Goal:
Could you quote, exactly as they stand, the lines running from the one with "black shield, then" to the final line of the material?

Extracted records:

□ □ □

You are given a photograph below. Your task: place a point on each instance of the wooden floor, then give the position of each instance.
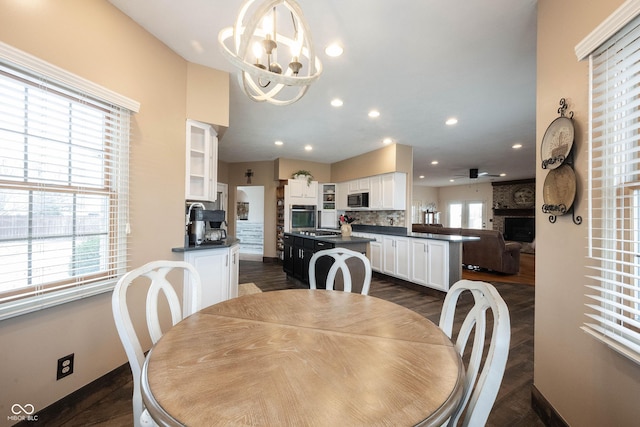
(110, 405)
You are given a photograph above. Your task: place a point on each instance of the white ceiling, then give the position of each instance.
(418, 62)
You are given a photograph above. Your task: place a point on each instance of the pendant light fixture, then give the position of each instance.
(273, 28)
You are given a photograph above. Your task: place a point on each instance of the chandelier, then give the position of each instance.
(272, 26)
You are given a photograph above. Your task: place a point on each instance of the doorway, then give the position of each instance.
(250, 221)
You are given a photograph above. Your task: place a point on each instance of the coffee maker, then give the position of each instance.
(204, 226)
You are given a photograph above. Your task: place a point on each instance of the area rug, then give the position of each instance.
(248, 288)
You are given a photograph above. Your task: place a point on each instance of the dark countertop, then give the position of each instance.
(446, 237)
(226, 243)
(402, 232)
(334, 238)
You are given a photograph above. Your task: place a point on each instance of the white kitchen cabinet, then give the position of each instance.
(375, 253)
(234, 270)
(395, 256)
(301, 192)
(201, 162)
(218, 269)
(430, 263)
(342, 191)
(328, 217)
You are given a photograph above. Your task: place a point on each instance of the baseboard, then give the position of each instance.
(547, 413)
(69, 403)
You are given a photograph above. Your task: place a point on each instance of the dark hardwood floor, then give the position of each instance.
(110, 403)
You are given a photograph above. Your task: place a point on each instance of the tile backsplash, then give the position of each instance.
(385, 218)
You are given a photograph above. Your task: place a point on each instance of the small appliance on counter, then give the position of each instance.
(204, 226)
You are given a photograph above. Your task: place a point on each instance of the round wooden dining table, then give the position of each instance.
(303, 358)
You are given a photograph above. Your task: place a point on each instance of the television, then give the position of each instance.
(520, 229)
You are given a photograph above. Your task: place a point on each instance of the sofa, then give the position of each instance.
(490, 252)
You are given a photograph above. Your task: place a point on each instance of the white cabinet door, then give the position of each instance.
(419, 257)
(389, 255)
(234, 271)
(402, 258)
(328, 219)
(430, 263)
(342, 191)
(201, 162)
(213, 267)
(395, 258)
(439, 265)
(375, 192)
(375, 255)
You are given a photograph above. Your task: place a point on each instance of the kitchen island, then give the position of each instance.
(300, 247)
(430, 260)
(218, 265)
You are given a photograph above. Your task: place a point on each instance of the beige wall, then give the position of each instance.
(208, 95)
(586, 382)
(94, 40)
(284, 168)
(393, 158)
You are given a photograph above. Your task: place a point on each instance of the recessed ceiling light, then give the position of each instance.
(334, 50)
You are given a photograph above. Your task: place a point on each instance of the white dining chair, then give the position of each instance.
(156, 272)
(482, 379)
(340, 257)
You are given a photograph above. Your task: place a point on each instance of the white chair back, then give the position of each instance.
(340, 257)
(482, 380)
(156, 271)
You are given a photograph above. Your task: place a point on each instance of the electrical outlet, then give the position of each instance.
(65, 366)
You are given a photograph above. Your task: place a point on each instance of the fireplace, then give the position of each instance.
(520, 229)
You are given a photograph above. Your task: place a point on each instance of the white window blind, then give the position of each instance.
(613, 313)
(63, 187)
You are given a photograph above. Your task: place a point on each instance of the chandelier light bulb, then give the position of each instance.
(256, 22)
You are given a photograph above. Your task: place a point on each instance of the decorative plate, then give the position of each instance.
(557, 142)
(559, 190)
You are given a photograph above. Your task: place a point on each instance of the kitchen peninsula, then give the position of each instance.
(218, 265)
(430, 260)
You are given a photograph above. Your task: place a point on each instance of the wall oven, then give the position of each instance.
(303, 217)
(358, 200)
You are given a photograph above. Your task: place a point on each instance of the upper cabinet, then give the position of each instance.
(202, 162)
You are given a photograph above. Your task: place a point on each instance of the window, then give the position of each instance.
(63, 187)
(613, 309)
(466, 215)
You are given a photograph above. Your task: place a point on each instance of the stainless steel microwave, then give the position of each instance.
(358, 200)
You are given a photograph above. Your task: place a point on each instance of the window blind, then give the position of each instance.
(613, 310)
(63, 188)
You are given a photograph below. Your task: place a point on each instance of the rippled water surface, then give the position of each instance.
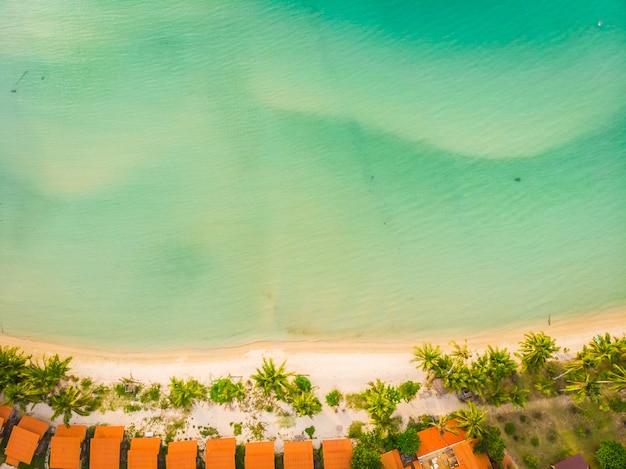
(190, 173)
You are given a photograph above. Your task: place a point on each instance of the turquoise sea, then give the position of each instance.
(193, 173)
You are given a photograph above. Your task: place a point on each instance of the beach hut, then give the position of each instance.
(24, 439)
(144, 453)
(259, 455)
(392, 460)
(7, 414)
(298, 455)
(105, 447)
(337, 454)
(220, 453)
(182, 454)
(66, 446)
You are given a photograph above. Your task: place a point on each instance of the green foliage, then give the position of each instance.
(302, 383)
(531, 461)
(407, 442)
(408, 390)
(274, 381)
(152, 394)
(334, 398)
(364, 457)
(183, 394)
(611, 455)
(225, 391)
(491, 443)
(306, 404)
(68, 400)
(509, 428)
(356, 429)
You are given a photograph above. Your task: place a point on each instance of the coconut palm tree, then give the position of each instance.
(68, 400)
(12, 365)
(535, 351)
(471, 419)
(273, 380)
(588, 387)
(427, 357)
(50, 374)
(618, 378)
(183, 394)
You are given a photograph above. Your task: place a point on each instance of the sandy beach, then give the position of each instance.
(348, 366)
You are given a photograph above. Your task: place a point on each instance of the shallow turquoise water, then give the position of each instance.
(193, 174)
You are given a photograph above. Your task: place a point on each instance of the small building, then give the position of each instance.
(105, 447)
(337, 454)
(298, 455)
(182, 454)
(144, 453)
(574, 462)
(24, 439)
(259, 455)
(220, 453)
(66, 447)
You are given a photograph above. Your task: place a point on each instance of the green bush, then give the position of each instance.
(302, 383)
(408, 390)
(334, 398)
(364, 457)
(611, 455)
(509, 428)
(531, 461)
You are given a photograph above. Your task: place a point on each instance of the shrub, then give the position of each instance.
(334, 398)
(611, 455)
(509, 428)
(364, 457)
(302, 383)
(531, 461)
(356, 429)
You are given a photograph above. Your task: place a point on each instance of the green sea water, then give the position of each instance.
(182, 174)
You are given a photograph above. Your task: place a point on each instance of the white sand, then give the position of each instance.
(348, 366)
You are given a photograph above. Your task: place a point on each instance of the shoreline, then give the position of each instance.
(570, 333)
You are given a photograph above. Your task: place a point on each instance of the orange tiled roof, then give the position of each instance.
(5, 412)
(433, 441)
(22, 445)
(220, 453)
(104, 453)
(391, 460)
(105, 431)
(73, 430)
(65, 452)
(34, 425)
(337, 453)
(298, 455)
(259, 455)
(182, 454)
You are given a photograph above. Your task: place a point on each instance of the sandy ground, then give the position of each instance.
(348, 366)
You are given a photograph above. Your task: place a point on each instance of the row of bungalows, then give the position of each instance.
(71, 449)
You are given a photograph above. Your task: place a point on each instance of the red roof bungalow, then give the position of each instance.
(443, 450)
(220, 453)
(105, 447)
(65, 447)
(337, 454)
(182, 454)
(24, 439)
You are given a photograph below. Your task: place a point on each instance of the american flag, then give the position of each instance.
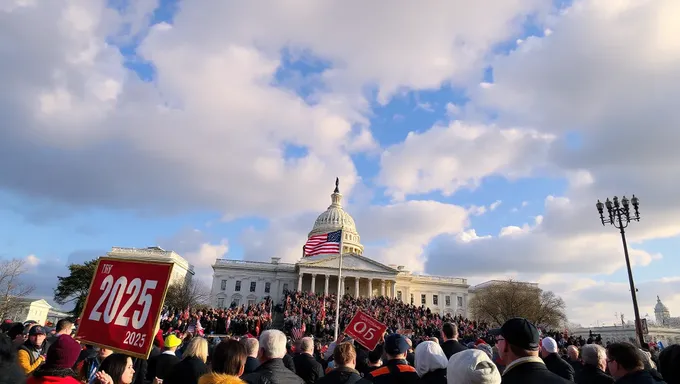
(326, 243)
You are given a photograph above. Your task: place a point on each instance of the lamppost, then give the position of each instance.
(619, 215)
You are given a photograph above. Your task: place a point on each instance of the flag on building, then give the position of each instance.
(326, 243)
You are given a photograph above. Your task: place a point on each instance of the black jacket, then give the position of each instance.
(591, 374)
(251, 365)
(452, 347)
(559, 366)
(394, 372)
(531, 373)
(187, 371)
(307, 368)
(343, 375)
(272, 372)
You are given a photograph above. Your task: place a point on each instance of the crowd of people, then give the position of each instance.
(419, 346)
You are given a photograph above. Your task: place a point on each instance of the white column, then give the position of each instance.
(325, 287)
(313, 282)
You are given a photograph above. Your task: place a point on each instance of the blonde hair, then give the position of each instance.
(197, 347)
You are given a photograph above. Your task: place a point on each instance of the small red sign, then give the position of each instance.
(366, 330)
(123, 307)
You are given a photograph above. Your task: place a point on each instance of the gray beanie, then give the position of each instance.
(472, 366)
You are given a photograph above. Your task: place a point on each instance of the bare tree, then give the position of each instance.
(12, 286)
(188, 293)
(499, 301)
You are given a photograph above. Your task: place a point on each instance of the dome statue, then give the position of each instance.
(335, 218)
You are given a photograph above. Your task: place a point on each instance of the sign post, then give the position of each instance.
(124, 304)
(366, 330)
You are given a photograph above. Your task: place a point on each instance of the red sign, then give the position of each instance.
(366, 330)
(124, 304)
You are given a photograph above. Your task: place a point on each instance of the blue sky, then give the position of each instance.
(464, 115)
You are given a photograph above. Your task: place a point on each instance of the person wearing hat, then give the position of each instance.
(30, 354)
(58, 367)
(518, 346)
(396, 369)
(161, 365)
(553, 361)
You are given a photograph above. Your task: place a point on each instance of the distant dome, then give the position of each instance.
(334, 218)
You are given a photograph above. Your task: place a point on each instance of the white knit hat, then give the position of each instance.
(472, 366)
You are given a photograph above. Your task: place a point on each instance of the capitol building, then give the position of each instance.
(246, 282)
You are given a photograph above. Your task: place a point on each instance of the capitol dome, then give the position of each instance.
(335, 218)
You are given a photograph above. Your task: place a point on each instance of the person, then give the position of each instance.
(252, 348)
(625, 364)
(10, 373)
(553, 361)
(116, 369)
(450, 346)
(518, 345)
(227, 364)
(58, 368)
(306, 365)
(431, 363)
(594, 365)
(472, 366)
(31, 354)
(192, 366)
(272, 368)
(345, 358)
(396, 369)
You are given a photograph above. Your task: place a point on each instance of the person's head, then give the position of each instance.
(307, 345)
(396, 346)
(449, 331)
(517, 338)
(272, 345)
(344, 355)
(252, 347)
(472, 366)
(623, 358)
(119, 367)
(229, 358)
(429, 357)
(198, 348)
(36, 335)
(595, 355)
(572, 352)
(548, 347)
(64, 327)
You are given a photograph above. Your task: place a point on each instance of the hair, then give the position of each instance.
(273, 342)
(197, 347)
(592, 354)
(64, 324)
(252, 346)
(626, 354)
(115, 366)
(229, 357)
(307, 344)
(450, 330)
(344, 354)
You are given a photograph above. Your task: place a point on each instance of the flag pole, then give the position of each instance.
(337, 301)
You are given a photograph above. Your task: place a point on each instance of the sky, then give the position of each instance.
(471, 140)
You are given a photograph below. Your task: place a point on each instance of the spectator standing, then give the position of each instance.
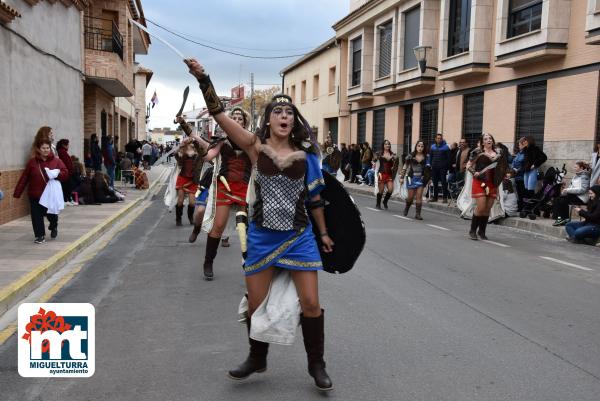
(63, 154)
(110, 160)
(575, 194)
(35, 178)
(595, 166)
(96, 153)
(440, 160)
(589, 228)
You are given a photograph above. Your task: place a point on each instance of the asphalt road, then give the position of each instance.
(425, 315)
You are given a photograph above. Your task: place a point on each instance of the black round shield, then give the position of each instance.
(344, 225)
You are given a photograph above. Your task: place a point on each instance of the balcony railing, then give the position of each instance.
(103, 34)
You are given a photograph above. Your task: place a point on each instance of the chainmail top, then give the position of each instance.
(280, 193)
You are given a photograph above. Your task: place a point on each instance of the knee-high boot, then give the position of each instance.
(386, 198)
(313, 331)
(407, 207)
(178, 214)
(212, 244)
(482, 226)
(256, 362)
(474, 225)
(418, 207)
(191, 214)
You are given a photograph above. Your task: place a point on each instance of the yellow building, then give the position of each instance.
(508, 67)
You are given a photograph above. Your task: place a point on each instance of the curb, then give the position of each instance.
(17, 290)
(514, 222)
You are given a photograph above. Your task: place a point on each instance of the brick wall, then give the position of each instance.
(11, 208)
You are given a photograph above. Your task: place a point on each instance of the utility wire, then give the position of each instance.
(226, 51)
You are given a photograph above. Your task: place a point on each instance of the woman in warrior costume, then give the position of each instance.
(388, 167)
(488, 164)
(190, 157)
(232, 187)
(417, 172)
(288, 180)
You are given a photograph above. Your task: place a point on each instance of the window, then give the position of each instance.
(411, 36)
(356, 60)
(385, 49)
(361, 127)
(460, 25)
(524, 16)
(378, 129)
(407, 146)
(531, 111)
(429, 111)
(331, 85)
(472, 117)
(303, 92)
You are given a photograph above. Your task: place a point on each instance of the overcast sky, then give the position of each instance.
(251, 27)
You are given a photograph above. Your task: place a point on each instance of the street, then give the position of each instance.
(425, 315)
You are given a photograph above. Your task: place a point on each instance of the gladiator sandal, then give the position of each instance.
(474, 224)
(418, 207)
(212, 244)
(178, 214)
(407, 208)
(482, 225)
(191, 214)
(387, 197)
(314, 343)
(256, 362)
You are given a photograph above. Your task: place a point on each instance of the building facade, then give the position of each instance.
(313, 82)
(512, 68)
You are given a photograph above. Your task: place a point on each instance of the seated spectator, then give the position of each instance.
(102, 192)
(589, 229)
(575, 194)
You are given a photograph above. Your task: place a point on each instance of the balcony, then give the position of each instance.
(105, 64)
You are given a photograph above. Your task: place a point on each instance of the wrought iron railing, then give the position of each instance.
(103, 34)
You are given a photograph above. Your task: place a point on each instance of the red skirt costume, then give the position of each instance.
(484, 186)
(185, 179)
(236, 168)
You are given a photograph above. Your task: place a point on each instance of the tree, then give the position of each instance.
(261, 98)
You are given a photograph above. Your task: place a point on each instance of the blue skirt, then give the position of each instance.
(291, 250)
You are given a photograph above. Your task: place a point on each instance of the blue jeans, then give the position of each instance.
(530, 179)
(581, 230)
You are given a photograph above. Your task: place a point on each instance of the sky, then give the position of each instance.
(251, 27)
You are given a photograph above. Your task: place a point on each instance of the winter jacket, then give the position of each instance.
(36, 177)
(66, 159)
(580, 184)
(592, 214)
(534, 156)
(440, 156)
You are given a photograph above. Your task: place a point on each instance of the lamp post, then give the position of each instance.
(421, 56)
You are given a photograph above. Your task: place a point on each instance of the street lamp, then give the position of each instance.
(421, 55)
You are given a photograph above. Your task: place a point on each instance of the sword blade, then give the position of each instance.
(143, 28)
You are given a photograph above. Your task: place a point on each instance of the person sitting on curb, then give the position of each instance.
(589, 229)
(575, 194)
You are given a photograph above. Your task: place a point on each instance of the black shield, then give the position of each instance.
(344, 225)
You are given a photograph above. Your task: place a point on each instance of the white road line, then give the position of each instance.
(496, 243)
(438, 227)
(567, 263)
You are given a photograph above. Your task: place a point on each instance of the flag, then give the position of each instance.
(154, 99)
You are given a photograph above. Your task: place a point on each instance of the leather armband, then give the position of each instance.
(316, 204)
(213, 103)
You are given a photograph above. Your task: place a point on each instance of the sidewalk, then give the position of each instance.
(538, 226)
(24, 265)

□ □ □

Answer:
You are given a photograph above. Your task: place a point on each instance of the black shield, then give the position of each instance.
(344, 225)
You are given a photograph above. Your task: place a point on each instance of the white road line, then give the position of each instance.
(496, 243)
(438, 227)
(567, 263)
You are given a photograph above. Your task: place a point on each instance of the flag, then give the position of each instance.
(154, 99)
You are given a photograph above. Your task: place a point on each instance of the leather armband, then give the position of each instance.
(316, 204)
(213, 103)
You are given a photograph above. Your task: place a point on each instance of the sidewalk, then give the position of each instance.
(538, 226)
(24, 265)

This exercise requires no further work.